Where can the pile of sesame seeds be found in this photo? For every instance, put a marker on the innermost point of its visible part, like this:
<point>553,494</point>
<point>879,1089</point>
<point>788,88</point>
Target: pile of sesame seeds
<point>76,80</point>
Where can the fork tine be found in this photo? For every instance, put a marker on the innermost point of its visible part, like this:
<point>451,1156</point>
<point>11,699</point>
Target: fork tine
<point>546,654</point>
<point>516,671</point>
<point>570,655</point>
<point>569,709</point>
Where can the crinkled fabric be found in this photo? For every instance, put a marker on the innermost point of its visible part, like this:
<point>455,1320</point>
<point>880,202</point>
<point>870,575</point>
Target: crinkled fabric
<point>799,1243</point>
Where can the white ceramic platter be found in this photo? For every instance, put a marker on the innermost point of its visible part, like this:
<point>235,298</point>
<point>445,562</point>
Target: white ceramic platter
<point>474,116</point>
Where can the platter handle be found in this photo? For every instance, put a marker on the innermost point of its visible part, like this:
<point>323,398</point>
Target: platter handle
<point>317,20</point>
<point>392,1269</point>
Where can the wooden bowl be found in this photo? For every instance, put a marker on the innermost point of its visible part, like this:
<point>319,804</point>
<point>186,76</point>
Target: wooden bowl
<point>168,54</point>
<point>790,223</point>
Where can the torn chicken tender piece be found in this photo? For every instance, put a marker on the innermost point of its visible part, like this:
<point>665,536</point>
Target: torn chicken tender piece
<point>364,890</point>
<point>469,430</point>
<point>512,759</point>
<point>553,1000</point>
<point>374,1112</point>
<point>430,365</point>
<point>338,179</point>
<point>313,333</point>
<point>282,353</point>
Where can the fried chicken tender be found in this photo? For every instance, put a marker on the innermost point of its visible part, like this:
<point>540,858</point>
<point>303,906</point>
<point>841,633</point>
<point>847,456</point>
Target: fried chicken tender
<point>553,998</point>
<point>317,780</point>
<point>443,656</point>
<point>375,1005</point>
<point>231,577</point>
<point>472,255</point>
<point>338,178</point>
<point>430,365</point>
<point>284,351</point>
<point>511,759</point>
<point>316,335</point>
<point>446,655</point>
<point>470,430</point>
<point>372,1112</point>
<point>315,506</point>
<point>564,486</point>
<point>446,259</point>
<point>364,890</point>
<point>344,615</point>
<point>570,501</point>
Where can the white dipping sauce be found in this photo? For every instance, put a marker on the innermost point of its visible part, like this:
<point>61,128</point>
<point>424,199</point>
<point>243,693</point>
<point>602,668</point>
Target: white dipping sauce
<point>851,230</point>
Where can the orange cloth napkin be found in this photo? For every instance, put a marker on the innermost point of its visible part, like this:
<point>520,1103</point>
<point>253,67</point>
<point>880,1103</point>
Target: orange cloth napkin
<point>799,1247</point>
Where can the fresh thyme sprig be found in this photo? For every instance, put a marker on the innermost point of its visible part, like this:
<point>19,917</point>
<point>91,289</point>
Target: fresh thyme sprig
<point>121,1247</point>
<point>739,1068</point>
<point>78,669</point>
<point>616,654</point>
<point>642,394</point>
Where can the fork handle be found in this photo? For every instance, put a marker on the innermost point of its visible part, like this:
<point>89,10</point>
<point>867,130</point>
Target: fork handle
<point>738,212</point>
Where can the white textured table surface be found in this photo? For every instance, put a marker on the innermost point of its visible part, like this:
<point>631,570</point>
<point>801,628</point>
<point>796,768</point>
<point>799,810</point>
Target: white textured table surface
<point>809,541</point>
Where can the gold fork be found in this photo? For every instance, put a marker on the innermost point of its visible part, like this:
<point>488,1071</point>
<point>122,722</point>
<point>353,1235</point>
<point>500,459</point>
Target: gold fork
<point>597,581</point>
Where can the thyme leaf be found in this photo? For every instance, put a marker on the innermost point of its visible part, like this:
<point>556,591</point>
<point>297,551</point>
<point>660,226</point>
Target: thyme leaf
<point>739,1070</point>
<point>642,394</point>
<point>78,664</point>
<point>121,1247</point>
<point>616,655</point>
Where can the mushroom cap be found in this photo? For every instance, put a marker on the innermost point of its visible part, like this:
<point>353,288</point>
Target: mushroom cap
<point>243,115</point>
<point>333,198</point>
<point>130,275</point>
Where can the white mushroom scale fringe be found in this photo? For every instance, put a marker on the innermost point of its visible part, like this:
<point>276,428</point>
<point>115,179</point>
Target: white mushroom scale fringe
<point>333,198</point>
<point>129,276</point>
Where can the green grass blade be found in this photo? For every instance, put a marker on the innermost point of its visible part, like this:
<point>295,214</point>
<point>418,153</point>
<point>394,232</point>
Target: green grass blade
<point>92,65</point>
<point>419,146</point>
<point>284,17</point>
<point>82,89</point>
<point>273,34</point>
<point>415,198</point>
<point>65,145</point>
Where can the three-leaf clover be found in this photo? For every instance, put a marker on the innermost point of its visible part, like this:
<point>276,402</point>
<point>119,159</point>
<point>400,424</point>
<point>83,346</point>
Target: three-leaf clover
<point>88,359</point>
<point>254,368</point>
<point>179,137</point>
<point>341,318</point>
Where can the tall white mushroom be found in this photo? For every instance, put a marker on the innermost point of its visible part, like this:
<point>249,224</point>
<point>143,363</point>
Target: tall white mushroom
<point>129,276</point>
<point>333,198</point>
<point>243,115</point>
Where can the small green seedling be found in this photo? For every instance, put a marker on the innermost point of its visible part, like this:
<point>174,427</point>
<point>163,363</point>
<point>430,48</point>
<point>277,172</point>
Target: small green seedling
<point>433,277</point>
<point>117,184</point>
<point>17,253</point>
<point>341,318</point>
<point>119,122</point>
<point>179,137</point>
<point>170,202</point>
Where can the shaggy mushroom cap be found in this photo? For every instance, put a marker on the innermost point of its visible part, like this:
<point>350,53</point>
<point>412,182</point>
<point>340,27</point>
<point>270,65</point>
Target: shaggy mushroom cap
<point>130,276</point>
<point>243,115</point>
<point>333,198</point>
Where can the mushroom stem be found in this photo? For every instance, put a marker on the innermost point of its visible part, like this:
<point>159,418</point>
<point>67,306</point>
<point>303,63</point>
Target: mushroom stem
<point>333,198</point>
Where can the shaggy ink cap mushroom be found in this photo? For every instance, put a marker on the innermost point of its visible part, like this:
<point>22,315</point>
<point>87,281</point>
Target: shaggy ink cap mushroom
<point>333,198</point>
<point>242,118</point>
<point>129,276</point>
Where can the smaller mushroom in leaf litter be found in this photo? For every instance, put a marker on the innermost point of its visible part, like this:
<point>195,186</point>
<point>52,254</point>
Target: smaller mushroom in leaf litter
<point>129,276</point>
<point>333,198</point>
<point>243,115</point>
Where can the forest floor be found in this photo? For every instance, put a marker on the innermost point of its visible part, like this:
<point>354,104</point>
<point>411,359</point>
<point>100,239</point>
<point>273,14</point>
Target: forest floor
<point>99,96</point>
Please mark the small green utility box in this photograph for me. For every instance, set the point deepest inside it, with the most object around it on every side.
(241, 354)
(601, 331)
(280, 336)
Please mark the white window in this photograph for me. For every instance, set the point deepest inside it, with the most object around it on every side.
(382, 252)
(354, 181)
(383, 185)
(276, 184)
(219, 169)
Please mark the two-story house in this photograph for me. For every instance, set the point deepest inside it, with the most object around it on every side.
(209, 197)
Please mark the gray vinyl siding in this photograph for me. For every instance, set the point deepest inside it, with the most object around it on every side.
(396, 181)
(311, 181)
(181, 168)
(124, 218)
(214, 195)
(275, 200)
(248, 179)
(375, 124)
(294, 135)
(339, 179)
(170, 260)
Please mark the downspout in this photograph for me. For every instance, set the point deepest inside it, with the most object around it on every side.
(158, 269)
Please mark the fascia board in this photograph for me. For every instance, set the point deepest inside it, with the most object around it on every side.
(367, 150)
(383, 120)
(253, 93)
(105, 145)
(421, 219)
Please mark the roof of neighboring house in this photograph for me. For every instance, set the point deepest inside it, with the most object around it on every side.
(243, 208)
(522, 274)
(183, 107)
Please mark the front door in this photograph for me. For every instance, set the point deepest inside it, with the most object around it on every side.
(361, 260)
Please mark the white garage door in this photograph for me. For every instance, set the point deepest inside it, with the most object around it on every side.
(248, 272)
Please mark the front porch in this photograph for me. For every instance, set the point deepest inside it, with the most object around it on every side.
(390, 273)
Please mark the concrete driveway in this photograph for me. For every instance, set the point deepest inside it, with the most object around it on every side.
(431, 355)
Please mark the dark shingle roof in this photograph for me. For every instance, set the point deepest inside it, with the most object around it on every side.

## PROBLEM REQUIREMENTS
From the line containing "Please mark the small" through the closing line of the material above, return every line exactly and omit all others.

## ANSWER TO THE EXERCISE
Please mark the small green utility box in this photograph for me. For every instance, set the point deepest inside it, with the most object around it on every side.
(241, 354)
(601, 331)
(280, 336)
Please mark the white window in this photograph for me. For every instance, set the point deepest inside it, with the most object around it on every side.
(382, 252)
(354, 181)
(383, 185)
(276, 184)
(219, 169)
Please mark the two-story house in this photograph for me. For every instance, set the point deepest inside it, with the most object around it on every side.
(209, 197)
Please mark the gray vinyl siding in this photograph for me. For every instance, set the point deepest inside it, with the most object around it on every side.
(396, 181)
(311, 181)
(181, 168)
(124, 218)
(214, 195)
(275, 200)
(248, 179)
(375, 124)
(294, 135)
(339, 179)
(170, 260)
Please mark the downspout in this photograph for me. For every instance, set the point deepest inside it, with the most object around it on every side.
(158, 269)
Please mark the fascia board in this photograph for me. For every instance, set the point deepest inside it, with the most object around it on every side.
(367, 150)
(383, 120)
(253, 93)
(105, 145)
(421, 219)
Please mark the roof of neighboring house in this photograph for me. For every instance, set the point deepest inside it, with the most object around it on every side.
(243, 208)
(522, 274)
(183, 107)
Please mark the front door in this photograph for me. For every instance, set the point deepest inside it, with the most object around it on every side.
(361, 260)
Please mark the white garage door in this photograph for me. For every instance, set the point deepest inside it, with the most object around it on every side.
(248, 272)
Please mark the front porch in this photograph for me. For every instance, set the point deepest inside it, with the most object around it on every side.
(390, 273)
Please mark the concrete driveway in this photograph for me. For every instance, set the point deepest inside it, with the most object around it on every side.
(431, 355)
Please mark the dark shingle roof in this photograph for me. For every instance, set the point deepest inside it, with the most object around it on every side.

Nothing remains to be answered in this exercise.